- [Task objective]
Rewrite the stretch of the records below from the line containing "green leaf, formatted" through the end of the records, requests included, with every coordinate in the answers multiplied by 0.45 and rounded to a whole number, halves rounded up. Keep the requests and their format samples unchanged, and leave the pictures out.

[Start Information supplied]

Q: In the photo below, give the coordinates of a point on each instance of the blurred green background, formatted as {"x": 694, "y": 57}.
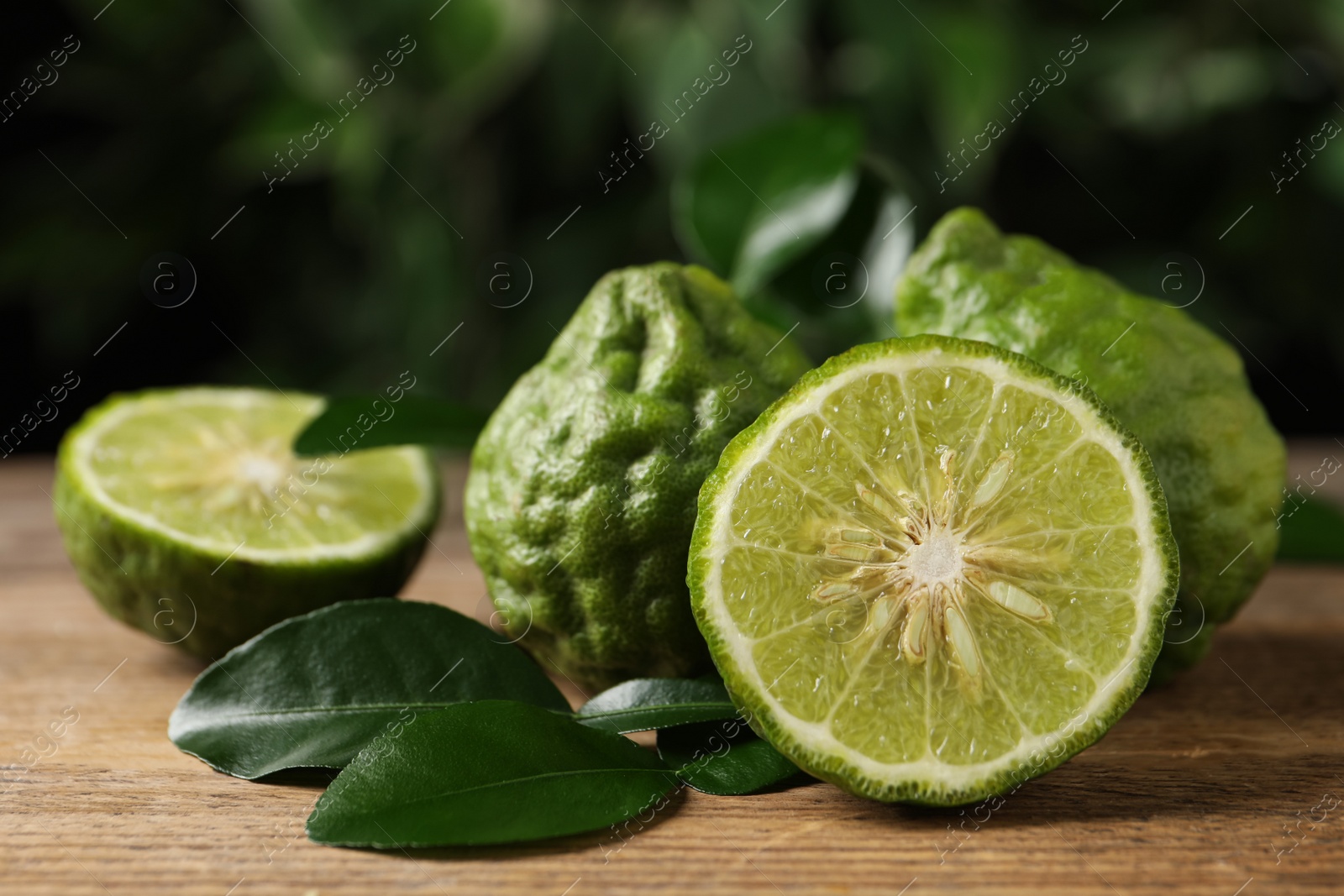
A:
{"x": 501, "y": 118}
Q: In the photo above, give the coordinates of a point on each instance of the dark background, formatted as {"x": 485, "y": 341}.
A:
{"x": 382, "y": 241}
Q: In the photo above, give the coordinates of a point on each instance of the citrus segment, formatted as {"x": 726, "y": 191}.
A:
{"x": 933, "y": 570}
{"x": 187, "y": 513}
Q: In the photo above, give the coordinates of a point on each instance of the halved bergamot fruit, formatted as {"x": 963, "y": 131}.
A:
{"x": 933, "y": 570}
{"x": 187, "y": 513}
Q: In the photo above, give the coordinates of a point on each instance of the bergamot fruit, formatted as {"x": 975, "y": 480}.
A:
{"x": 187, "y": 515}
{"x": 1180, "y": 389}
{"x": 581, "y": 497}
{"x": 933, "y": 570}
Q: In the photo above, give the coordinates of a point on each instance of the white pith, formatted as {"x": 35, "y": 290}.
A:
{"x": 259, "y": 468}
{"x": 927, "y": 570}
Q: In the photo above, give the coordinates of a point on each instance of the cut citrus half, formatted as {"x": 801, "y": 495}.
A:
{"x": 187, "y": 513}
{"x": 933, "y": 570}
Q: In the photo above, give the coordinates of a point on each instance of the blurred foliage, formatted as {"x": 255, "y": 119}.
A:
{"x": 508, "y": 114}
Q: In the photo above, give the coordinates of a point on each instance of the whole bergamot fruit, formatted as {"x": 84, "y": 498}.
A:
{"x": 582, "y": 492}
{"x": 1180, "y": 389}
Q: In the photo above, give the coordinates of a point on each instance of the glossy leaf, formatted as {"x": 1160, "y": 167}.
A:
{"x": 316, "y": 689}
{"x": 487, "y": 773}
{"x": 643, "y": 705}
{"x": 358, "y": 422}
{"x": 723, "y": 758}
{"x": 1310, "y": 531}
{"x": 752, "y": 206}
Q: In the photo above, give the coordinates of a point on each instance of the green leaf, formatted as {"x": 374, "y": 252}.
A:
{"x": 750, "y": 207}
{"x": 358, "y": 422}
{"x": 316, "y": 689}
{"x": 487, "y": 773}
{"x": 1312, "y": 532}
{"x": 643, "y": 705}
{"x": 723, "y": 758}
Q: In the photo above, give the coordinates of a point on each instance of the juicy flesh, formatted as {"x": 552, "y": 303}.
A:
{"x": 221, "y": 470}
{"x": 934, "y": 566}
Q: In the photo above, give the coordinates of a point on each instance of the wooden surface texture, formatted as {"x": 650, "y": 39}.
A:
{"x": 1229, "y": 782}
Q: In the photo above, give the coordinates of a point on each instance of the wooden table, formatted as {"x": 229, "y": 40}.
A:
{"x": 1194, "y": 792}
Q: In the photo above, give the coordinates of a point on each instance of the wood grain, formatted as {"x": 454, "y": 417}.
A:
{"x": 1191, "y": 793}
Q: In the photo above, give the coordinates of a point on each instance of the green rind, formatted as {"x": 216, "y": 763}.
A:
{"x": 165, "y": 587}
{"x": 835, "y": 768}
{"x": 1175, "y": 383}
{"x": 581, "y": 499}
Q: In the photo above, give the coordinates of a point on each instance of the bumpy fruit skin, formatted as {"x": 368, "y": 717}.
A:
{"x": 582, "y": 492}
{"x": 190, "y": 598}
{"x": 1180, "y": 389}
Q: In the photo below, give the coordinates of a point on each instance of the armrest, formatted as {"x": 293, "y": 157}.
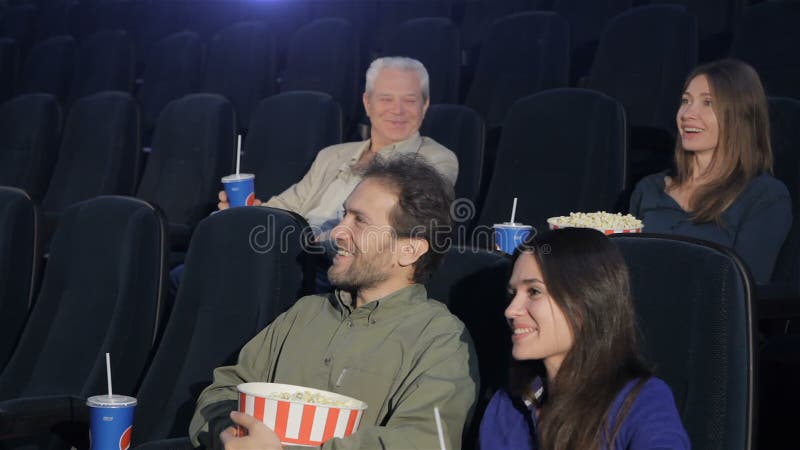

[End Information supplied]

- [Final result]
Q: In the photo above, give the coordinates of a point on each instance of the green leaf, formatted as {"x": 374, "y": 252}.
A:
{"x": 338, "y": 93}
{"x": 161, "y": 190}
{"x": 142, "y": 310}
{"x": 219, "y": 348}
{"x": 590, "y": 239}
{"x": 289, "y": 317}
{"x": 325, "y": 341}
Q: In the photo above, give the coordinates of a point on each instance of the juicy flesh, formatted as {"x": 552, "y": 303}.
A:
{"x": 99, "y": 212}
{"x": 420, "y": 255}
Q: In the photo above, give the coordinates of a point on each instance of the wooden surface texture, formatted as {"x": 650, "y": 39}.
A:
{"x": 553, "y": 352}
Q: In the photo above, give the coordinates of a point on each instance of the wooden table, formatted as {"x": 229, "y": 40}.
A:
{"x": 537, "y": 356}
Q: In the photo above, give the coordinates of a point on each instance of the wood grain, formatted as {"x": 454, "y": 417}.
A:
{"x": 536, "y": 357}
Q: In the photo above, give the coordinates of a point on each instance of the green rind, formatted as {"x": 216, "y": 763}.
A:
{"x": 74, "y": 264}
{"x": 376, "y": 346}
{"x": 529, "y": 172}
{"x": 261, "y": 225}
Q: In the photo above, give the coordinates of a point on each instance of the bumpy fruit skin, formatted as {"x": 368, "y": 717}.
A:
{"x": 262, "y": 221}
{"x": 86, "y": 269}
{"x": 531, "y": 175}
Q: In the photo below, give the coordinates of a point on each instance of the armrest, formatted as {"x": 293, "y": 157}.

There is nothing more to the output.